#### Input material
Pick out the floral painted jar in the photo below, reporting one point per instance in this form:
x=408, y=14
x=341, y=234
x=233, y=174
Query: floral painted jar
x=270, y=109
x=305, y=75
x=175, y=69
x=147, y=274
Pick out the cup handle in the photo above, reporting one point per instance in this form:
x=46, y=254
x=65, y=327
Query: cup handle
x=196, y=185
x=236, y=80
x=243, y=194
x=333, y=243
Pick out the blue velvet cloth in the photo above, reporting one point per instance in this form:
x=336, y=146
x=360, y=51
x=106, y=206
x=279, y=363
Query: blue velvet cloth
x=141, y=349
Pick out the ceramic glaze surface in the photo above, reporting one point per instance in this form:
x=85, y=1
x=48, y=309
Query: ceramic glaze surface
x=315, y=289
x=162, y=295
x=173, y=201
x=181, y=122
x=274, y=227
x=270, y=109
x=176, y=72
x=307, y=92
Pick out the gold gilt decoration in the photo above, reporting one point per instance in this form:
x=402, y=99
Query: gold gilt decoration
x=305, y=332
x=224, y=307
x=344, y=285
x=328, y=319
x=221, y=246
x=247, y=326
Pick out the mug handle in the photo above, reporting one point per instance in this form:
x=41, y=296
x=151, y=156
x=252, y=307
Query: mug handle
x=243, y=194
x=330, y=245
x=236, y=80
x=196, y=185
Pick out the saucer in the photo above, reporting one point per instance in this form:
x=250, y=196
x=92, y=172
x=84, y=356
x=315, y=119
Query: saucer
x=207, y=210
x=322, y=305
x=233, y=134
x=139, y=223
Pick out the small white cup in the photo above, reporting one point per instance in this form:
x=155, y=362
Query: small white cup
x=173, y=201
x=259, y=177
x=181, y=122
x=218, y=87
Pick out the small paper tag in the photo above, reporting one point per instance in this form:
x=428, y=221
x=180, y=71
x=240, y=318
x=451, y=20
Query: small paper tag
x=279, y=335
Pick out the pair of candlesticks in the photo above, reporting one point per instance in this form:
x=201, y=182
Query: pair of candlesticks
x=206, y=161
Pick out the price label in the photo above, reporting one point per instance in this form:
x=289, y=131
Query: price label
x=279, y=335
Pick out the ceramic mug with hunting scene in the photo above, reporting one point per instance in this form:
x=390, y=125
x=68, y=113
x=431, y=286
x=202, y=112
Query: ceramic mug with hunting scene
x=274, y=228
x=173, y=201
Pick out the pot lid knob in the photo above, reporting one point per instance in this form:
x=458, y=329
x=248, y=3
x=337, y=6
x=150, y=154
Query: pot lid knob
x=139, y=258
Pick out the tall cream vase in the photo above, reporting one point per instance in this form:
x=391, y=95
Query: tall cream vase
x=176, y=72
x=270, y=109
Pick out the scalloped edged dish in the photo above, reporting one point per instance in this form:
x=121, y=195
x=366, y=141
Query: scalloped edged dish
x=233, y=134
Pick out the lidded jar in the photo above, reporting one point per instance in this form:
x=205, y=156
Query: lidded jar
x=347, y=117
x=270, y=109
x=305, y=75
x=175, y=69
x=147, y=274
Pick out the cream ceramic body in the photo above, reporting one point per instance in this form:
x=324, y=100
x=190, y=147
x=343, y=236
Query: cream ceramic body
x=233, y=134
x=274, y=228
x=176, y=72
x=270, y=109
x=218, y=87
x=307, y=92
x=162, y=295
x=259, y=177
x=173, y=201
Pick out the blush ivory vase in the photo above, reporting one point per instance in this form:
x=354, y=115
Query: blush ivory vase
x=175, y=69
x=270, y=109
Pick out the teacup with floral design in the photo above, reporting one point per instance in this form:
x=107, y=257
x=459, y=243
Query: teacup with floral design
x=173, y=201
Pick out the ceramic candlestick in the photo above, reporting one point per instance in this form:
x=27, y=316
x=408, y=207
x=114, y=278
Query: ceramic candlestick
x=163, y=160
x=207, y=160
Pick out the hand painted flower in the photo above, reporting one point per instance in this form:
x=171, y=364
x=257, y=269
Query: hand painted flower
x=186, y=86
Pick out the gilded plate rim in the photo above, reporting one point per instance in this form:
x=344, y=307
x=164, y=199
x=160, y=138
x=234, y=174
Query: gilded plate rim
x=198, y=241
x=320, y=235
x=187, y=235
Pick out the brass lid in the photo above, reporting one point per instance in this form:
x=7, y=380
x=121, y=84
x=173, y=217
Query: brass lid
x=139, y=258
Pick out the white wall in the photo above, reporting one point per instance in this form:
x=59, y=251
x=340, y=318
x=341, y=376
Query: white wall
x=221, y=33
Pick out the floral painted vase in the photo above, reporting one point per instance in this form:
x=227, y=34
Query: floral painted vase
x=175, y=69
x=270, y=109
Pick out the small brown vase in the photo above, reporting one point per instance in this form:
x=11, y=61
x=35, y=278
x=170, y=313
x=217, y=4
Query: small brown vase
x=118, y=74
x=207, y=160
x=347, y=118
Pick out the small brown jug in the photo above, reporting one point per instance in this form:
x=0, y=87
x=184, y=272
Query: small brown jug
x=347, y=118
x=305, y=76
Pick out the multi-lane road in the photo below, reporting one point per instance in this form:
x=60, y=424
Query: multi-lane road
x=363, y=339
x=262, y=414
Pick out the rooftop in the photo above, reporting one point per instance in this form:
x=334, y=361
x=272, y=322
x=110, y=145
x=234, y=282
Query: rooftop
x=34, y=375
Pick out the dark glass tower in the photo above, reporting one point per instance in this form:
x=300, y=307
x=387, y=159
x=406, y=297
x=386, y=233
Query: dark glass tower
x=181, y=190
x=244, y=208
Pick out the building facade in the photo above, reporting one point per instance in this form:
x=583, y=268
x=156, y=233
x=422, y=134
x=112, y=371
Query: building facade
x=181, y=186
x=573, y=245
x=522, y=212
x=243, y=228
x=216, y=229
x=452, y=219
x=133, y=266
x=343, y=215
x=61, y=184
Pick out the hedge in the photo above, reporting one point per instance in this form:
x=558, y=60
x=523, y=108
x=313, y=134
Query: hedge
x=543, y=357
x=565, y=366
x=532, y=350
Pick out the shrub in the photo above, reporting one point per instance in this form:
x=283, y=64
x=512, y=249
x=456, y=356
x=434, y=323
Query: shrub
########
● Stated exercise: Copy every line of the material above word for word, without changing anything.

● Complete answer:
Pick out the floral painted jar in the photo below, reporting one point per instance in this form:
x=408, y=14
x=341, y=234
x=233, y=174
Query: floral painted jar
x=270, y=109
x=305, y=75
x=175, y=69
x=147, y=274
Pick out the cup handle in the photo above, reporting one point per instance in this form:
x=46, y=254
x=65, y=327
Query: cup handle
x=196, y=185
x=236, y=80
x=243, y=194
x=333, y=243
Pick out the blue velvet cloth in the photo above, reporting one point per instance in this form:
x=336, y=146
x=360, y=51
x=106, y=206
x=279, y=363
Query: blue velvet cloth
x=141, y=349
Pick out the ceramic glaze surface in the photo above, reporting one point per instance in this form:
x=85, y=1
x=48, y=309
Query: ceramic glaze surface
x=315, y=289
x=162, y=295
x=173, y=201
x=181, y=122
x=274, y=227
x=270, y=109
x=176, y=72
x=307, y=92
Pick out the gold gilt decoration in the photo above, reporting one point per instance in this form:
x=402, y=99
Query: gold gilt decoration
x=305, y=332
x=224, y=307
x=344, y=285
x=328, y=319
x=221, y=246
x=247, y=326
Pick out the mug handle in the photo above, reporting one point per instance in this form:
x=41, y=296
x=151, y=156
x=252, y=307
Query: mug handle
x=243, y=194
x=330, y=245
x=236, y=80
x=196, y=185
Pick out the saucer in the photo above, reporting one point per instance in this form:
x=250, y=196
x=92, y=172
x=84, y=356
x=315, y=119
Query: saucer
x=207, y=210
x=322, y=305
x=233, y=134
x=139, y=223
Pick out the small white cup in the photo above, reporting one point per instance in this form:
x=155, y=362
Query: small white cup
x=173, y=201
x=259, y=177
x=181, y=122
x=218, y=87
Pick out the small paper tag in the photo above, reporting one point per instance in this form:
x=428, y=221
x=180, y=71
x=240, y=318
x=451, y=20
Query: small paper tag
x=279, y=335
Pick out the pair of candlesticks in the photo above, reporting one point per instance in this form:
x=201, y=182
Query: pair of candlesticks
x=206, y=161
Pick out the price label in the photo above, reporting one point per instance in this form:
x=289, y=131
Query: price label
x=279, y=335
Pick out the ceramic mug with hunting scene in the photo above, reporting one point per instance in this form:
x=390, y=125
x=68, y=113
x=431, y=286
x=202, y=112
Query: ceramic mug with hunting scene
x=274, y=228
x=173, y=201
Pick out the pot lid knob in the photo above, reporting one point per instance in this form:
x=458, y=329
x=248, y=3
x=337, y=6
x=150, y=154
Query: pot lid knob
x=139, y=258
Pick out the tall cream vase in the photo above, reporting one point per instance in this form:
x=391, y=95
Query: tall cream vase
x=176, y=72
x=270, y=109
Pick out the scalloped edged dish in the photo above, reporting one point per instance in this form:
x=121, y=195
x=366, y=141
Query: scalloped edged dish
x=233, y=134
Pick out the lidded jar in the photo above, reporting one point per instance in this form:
x=205, y=156
Query: lidded jar
x=347, y=117
x=270, y=109
x=305, y=75
x=175, y=69
x=147, y=274
Pick out the cream ceramic body in the photo above, reporting one point per instance in this form:
x=324, y=100
x=190, y=147
x=343, y=236
Query: cream ceramic body
x=233, y=134
x=274, y=228
x=176, y=72
x=270, y=109
x=218, y=87
x=307, y=92
x=162, y=295
x=259, y=177
x=173, y=201
Pick out the blush ivory vase in the photo above, reporting one point per instance in this form:
x=354, y=115
Query: blush ivory vase
x=175, y=69
x=270, y=109
Pick out the teacup with floral design in the photo above, reporting one point per instance in this form:
x=107, y=257
x=459, y=243
Query: teacup with floral design
x=173, y=201
Pick out the ceramic candlestick in the photo above, reporting one point per instance in this form:
x=27, y=316
x=408, y=207
x=114, y=278
Query: ceramic candlestick
x=163, y=160
x=207, y=160
Pick out the hand painted flower in the photo above, reporting one point per instance in this form:
x=171, y=364
x=257, y=269
Query: hand painted flower
x=186, y=86
Pick out the gilded plate rim in the photo above, reporting one point per instance in this form:
x=344, y=307
x=164, y=199
x=160, y=138
x=234, y=174
Query: gilded plate rim
x=198, y=241
x=320, y=235
x=187, y=235
Pick out the brass lid in the photo above, reporting one point per instance in this form:
x=7, y=380
x=121, y=84
x=173, y=217
Query: brass lid
x=139, y=258
Pick out the white wall in the photo above, reporting one point per instance in this form:
x=59, y=251
x=340, y=318
x=341, y=376
Query: white wall
x=221, y=33
Pick out the floral painted vase in the photo above, reporting one point per instance in this form:
x=227, y=34
Query: floral painted vase
x=175, y=69
x=270, y=109
Pick out the small brown vase in the photo above, reporting one point per instance in this form:
x=11, y=61
x=35, y=278
x=170, y=313
x=217, y=4
Query: small brown vase
x=118, y=74
x=207, y=160
x=347, y=118
Pick out the small brown jug in the photo above, reporting one point per instance in this form:
x=0, y=87
x=184, y=272
Query: small brown jug
x=347, y=118
x=305, y=76
Pick out the multi-lane road in the photo below, reporting one point per instance in this form:
x=60, y=424
Query: multi-lane road
x=363, y=339
x=262, y=414
Pick out the rooftop in the photo above, reporting one point per instance in this form:
x=334, y=361
x=272, y=322
x=110, y=145
x=234, y=282
Query: rooftop
x=34, y=375
Pick out the dark glass tower in the photo above, reporting one point per instance in this form:
x=300, y=307
x=387, y=159
x=406, y=297
x=386, y=233
Query: dark glass tower
x=181, y=190
x=244, y=208
Pick out the building facade in the photo above, reporting one point per instance in this form:
x=583, y=268
x=156, y=233
x=422, y=134
x=112, y=371
Query: building facade
x=181, y=186
x=573, y=245
x=522, y=212
x=243, y=228
x=216, y=229
x=452, y=219
x=133, y=266
x=343, y=215
x=61, y=184
Pick out the hedge in the photo above, reporting one point per instance in this form:
x=558, y=60
x=523, y=108
x=313, y=134
Query: hedge
x=543, y=357
x=565, y=366
x=532, y=350
Pick out the shrub in the photo above, reporting one point per instance in this form:
x=283, y=64
x=512, y=249
x=456, y=356
x=434, y=323
Query: shrub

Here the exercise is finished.